However, recent experience has led me to concede that sometimes - in instances of extreme need - the internet may just have the answer.
I came to this conclusion when my personal beliefs (think on a par with devout religion) led to my cancellation of a DVD rental service part-way through a television series. Having seen the levels of impatience Breaking Bad generated I'm sure at least one or two of you will understand the horror of this situation. The reason for the abrupt cancellation? A request to transfer my account from the rental service to a popular internet seller. That was never going to happen.
Yes, it was frustrating to stop watching the TV show, but everyone needs to live by some kind of moral code, and this would have been a step too far for mine. Besides, with HMV down the road I figured for almost the same price I'd just buy the boxset(s) instead. Unfortunately, life doesn't work that way, and the shop was unable to order the DVDs I wanted. Cue minor grumble on Twitter and an acceptance that patience would be required until I could watch the programme on repeat.
And, before I even started shopping, the first thing I learnt was the existence of a new independent bookshop in the very town where I live*.

● **TASK A**
Summarize the passage in two sentences.
● **TASK B**
Reproduce word for word the part of the passage that opens with the words containing "Yes, it was" and closes with "programme on repeat.".
The records after this point are not needed.

● **EXCERPTED RECORDS**

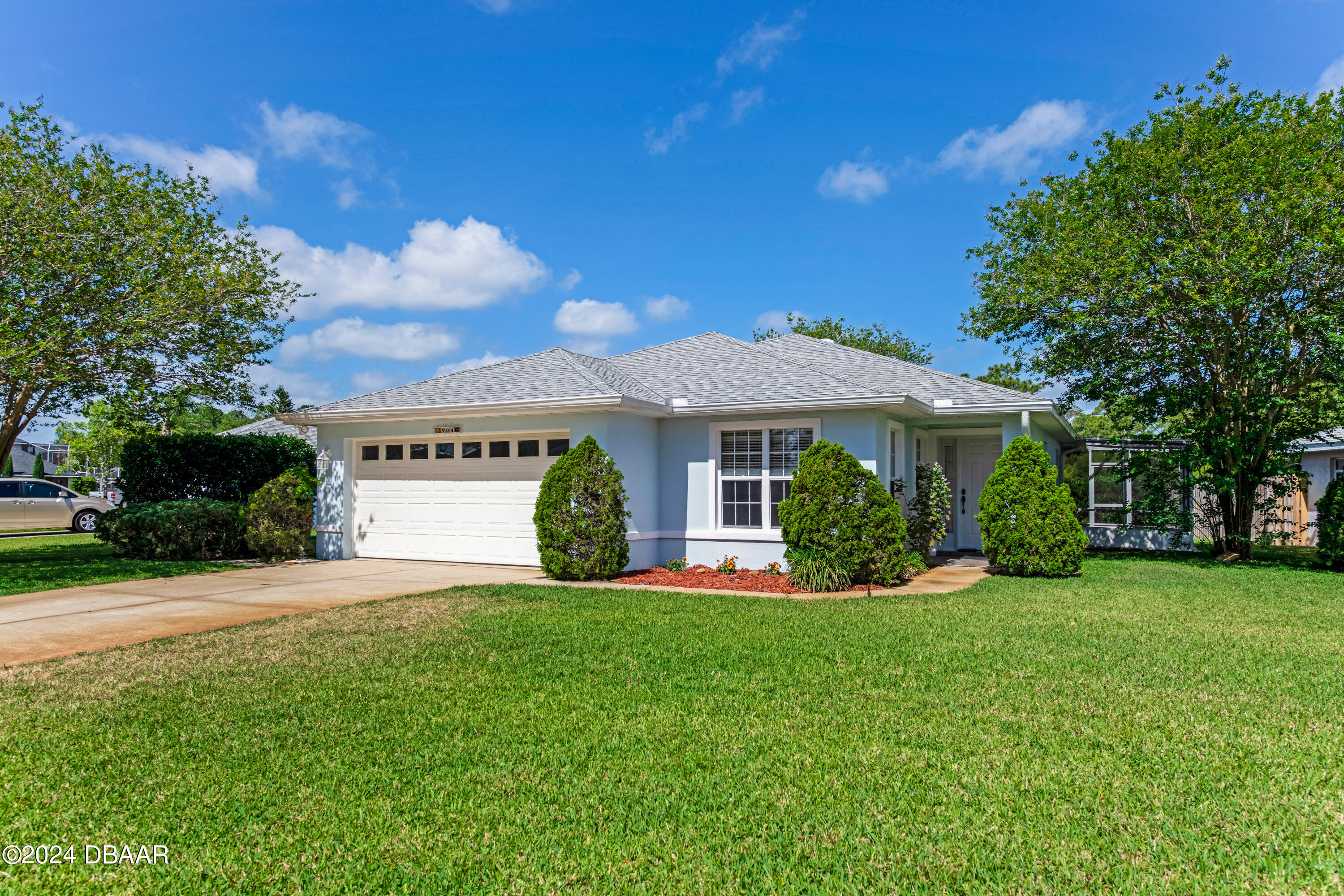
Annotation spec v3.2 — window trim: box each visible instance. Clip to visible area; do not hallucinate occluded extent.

---

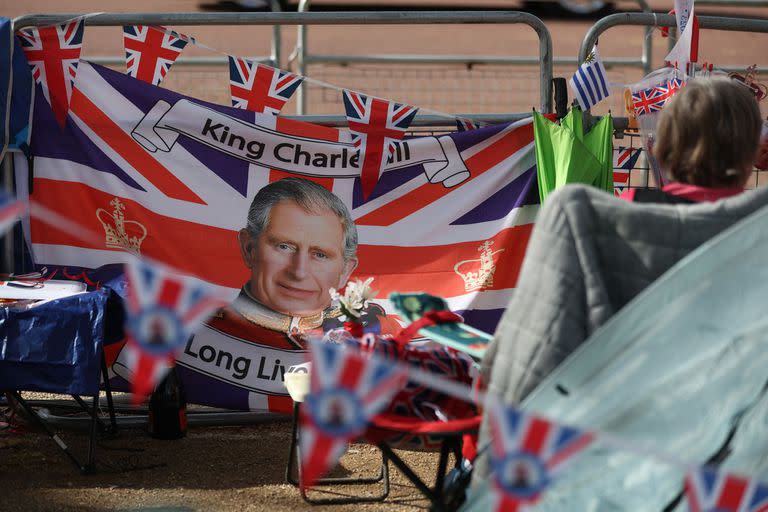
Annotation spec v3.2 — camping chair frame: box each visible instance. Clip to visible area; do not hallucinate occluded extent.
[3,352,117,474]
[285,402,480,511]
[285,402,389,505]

==

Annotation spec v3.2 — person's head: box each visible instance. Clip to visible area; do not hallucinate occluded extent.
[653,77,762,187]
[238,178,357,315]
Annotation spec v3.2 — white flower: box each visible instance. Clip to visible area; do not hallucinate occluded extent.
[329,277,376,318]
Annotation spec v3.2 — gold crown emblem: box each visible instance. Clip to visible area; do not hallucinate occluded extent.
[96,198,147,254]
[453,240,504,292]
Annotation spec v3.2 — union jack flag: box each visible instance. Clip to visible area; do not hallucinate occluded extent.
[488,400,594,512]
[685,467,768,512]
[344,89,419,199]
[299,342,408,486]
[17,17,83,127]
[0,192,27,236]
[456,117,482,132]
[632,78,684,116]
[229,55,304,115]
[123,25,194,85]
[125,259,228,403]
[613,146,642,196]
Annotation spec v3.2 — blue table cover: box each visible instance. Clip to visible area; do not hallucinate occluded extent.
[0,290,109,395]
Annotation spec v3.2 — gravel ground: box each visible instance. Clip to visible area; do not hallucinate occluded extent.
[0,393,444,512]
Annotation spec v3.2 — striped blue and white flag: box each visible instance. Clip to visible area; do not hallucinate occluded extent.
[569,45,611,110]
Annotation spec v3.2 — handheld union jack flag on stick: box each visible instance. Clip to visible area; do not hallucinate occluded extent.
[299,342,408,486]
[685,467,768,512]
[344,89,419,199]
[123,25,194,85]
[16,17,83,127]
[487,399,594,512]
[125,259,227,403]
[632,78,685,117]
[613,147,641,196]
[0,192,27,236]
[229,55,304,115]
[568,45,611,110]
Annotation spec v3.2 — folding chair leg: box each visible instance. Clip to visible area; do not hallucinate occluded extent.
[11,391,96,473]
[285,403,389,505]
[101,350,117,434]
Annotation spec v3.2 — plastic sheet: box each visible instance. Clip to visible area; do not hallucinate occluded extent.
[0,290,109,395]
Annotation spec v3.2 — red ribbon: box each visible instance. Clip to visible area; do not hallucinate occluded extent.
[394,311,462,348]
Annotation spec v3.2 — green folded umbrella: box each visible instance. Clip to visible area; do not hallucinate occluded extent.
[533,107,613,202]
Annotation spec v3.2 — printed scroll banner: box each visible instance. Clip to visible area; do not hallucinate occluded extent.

● **WRITTEN SOLUTION A**
The writer canceled a DVD rental service partway through a television series because a request to transfer the account to a popular internet seller went against the writer's personal beliefs. When the nearby HMV was unable to order the wanted DVDs, the writer accepted having to wait until the show could be watched on repeat.

● **WRITTEN SOLUTION B**
Yes, it was frustrating to stop watching the TV show, but everyone needs to live by some kind of moral code, and this would have been a step too far for mine. Besides, with HMV down the road I figured for almost the same price I'd just buy the boxset(s) instead. Unfortunately, life doesn't work that way, and the shop was unable to order the DVDs I wanted. Cue minor grumble on Twitter and an acceptance that patience would be required until I could watch the programme on repeat.